Data for this exercise below:
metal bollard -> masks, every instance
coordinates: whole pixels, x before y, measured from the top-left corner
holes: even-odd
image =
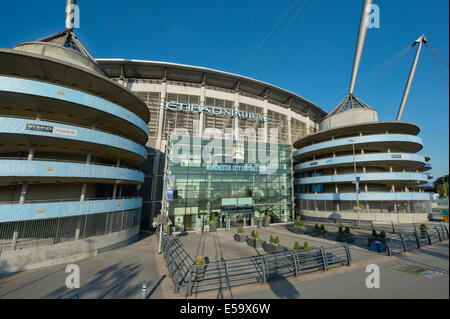
[[[142,290],[142,299],[145,299],[145,297],[147,296],[147,281],[144,280],[142,282],[141,290]]]

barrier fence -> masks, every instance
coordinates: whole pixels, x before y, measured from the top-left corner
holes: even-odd
[[[111,213],[0,223],[3,251],[54,245],[139,225],[140,208]]]
[[[181,242],[164,234],[162,236],[164,260],[169,276],[174,281],[174,291],[186,288],[186,295],[251,283],[265,283],[272,278],[299,276],[300,274],[328,270],[350,265],[350,250],[346,243],[307,250],[289,250],[276,254],[219,260],[195,264]]]
[[[393,233],[386,237],[389,256],[407,252],[413,248],[430,246],[448,239],[448,228],[444,224],[411,232]]]

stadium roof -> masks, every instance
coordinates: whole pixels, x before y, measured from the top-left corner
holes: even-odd
[[[98,64],[112,78],[131,79],[166,79],[196,84],[217,86],[220,88],[267,97],[282,107],[291,107],[297,113],[310,116],[319,122],[327,116],[327,112],[307,99],[279,88],[275,85],[248,78],[242,75],[218,71],[214,69],[159,61],[97,59]]]

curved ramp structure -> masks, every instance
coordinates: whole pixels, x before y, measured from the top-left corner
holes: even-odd
[[[0,268],[139,230],[149,111],[80,46],[65,30],[0,50]],[[36,246],[48,255],[27,253]]]

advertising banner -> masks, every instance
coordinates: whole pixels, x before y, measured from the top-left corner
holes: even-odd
End of Data for this exercise.
- _Directions for this task_: If a record holds a picture, drop the picture and return the rest of it exactly.

- _Output of the task_:
metal bollard -> masks, every instance
coordinates: whole pixels, x before y, measured from the top-left corner
holes: even-odd
image =
[[[142,290],[142,299],[145,299],[145,297],[147,296],[147,281],[144,280],[142,282],[141,290]]]

barrier fence -> masks, every instance
coordinates: whole pixels, x before y, measured from the top-left corner
holes: even-odd
[[[111,213],[0,223],[3,251],[54,245],[139,225],[140,208]]]
[[[181,242],[164,234],[162,236],[164,260],[169,276],[174,281],[174,291],[186,288],[186,295],[251,283],[265,283],[272,278],[299,276],[300,274],[328,270],[350,265],[350,250],[346,243],[307,250],[289,250],[276,254],[219,260],[195,264]]]
[[[393,233],[386,237],[389,256],[407,252],[413,248],[430,246],[448,239],[448,228],[444,224],[411,232]]]

stadium roof -> masks, every instance
coordinates: whole pixels, x before y, measured from the top-left corner
holes: even-odd
[[[98,64],[112,78],[131,79],[166,79],[196,84],[217,86],[220,88],[267,97],[282,107],[291,107],[297,113],[310,116],[319,122],[327,116],[327,112],[307,99],[279,88],[275,85],[248,78],[242,75],[218,71],[214,69],[159,61],[97,59]]]

curved ramp structure -> masks, every instance
coordinates: whole pixels, x before y, measured from the top-left corner
holes: even-odd
[[[0,268],[139,230],[149,111],[80,46],[65,30],[0,50]],[[36,246],[48,255],[27,253]]]

advertising banner -> masks, every instance
coordinates: whole pixels, x before y, measured from the top-left corner
holes: even-odd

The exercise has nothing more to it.